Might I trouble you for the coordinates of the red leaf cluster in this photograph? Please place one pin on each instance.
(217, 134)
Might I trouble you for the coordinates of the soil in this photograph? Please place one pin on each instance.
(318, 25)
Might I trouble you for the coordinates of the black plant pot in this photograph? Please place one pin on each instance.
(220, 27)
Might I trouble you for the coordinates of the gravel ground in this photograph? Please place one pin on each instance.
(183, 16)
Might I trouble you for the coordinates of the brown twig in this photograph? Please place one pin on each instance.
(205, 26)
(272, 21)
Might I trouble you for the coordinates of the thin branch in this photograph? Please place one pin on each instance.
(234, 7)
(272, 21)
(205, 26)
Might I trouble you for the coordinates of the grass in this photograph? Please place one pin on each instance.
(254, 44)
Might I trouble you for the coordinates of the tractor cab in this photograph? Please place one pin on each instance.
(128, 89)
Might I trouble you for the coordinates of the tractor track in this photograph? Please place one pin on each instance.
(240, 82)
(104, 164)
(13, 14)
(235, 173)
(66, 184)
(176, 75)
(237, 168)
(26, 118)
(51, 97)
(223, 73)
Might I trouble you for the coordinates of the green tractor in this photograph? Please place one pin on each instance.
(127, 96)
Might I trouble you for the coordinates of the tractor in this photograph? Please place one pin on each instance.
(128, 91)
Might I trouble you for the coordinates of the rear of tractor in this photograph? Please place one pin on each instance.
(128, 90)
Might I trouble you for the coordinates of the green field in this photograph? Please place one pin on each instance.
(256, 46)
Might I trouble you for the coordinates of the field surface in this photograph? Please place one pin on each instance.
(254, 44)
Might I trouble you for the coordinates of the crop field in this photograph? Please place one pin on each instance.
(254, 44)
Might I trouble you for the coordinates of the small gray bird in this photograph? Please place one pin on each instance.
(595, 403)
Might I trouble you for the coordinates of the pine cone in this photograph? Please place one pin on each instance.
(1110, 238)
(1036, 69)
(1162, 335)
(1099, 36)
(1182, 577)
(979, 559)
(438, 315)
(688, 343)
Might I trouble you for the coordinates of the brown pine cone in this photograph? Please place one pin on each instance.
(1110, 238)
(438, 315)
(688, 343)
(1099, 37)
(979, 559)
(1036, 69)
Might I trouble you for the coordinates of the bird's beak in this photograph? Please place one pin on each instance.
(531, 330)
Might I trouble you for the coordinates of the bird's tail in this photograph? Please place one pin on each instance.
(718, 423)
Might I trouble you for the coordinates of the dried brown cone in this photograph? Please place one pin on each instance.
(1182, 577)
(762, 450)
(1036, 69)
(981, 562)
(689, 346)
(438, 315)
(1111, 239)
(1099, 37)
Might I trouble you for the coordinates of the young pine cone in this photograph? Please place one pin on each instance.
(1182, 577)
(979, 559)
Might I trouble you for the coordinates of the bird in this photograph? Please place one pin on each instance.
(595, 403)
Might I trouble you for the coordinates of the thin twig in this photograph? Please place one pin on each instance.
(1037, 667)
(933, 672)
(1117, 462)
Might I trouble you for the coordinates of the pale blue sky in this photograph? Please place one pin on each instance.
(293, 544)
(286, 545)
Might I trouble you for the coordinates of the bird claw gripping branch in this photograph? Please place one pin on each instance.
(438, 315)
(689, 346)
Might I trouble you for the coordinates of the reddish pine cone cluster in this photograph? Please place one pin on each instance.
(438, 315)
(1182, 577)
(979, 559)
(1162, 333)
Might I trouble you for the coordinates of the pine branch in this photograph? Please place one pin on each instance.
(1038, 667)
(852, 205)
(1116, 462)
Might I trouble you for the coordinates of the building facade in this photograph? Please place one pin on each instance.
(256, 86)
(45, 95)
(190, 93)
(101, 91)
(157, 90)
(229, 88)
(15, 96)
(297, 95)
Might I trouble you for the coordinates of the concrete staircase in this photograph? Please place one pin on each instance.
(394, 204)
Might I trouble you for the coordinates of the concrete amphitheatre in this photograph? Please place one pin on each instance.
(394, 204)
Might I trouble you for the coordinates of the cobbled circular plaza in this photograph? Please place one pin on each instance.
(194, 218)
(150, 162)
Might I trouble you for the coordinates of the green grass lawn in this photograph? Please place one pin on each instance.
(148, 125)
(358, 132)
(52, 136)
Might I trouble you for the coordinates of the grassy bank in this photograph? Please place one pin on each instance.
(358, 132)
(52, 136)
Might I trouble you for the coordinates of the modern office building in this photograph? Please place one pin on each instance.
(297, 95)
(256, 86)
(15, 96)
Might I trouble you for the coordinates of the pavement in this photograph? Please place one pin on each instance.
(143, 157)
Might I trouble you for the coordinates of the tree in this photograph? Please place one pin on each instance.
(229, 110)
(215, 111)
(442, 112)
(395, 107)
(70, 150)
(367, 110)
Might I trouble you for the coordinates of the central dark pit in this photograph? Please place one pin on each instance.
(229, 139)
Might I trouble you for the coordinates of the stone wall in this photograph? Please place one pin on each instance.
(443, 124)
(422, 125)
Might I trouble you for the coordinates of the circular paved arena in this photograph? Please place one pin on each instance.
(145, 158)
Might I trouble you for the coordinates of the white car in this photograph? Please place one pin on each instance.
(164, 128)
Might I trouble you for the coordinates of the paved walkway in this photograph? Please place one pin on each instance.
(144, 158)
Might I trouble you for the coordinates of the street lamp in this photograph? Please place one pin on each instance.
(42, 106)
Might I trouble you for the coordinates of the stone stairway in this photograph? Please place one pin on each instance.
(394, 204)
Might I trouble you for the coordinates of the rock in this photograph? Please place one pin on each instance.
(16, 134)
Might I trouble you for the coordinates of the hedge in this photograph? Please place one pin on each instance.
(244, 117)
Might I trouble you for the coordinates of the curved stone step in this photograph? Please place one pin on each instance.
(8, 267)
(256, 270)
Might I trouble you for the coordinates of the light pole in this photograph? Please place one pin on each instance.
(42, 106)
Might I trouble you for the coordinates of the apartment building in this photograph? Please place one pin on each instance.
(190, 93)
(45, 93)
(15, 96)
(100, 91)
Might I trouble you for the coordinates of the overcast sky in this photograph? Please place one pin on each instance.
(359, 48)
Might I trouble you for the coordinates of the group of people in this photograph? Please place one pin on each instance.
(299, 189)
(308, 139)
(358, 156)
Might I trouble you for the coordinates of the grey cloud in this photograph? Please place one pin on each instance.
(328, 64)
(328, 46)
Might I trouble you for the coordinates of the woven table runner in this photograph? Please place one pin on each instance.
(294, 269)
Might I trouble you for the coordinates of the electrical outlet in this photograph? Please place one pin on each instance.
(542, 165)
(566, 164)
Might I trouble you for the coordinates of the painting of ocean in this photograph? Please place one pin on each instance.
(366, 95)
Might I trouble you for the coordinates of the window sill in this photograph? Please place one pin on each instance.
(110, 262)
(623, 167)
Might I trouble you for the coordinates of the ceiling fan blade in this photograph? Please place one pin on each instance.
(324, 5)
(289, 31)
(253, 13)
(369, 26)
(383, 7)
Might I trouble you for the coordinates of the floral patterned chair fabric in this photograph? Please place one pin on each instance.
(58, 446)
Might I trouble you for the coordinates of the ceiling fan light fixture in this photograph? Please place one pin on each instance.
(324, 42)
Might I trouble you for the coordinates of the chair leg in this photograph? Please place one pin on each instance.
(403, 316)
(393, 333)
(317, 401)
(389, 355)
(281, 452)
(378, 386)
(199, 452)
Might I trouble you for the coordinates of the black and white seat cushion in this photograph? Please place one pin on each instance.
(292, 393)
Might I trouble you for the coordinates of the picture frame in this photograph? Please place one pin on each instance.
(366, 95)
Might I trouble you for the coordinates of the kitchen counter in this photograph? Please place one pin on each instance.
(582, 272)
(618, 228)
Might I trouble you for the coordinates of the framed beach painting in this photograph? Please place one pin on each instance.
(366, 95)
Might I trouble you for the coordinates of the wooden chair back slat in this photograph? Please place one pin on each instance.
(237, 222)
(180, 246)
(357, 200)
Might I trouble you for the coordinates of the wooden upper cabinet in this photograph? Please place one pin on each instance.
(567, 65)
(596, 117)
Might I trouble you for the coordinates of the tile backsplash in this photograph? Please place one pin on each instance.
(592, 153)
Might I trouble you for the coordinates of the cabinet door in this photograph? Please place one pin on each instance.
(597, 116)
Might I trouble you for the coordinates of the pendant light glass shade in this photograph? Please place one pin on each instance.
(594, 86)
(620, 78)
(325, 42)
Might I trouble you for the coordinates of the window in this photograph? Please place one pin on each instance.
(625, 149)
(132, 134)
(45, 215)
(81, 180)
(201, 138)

* * * * * * *

TASK TO COMPLETE ->
The lines to return run from the one containing "Might I trouble you for the coordinates of the wooden chair" through the last line of the material above. Please reproduce them exactly.

YOUR SOLUTION ->
Might I trouble you for the coordinates of the wooden chair back slat in this photograph? Please place one pin on each instance.
(237, 222)
(180, 246)
(357, 200)
Might I trouble you for the coordinates of the wooden upper cabinet in this photograph? Please place one pin on each instance.
(567, 65)
(596, 117)
Might I trouble you for the coordinates of the tile backsplash in this photograph? Please place one pin on each instance.
(592, 153)
Might I trouble you for the coordinates of the cabinet door in this photograph? Please place one pin on each instance.
(597, 116)
Might I trouble you for the coordinates of the pendant light glass shade in this photograph? Please place one pin on each instance.
(594, 86)
(620, 78)
(325, 42)
Might I trouble you for the coordinates of the window in this photograph? Please place one pin on each instance.
(625, 149)
(132, 134)
(45, 215)
(81, 180)
(201, 138)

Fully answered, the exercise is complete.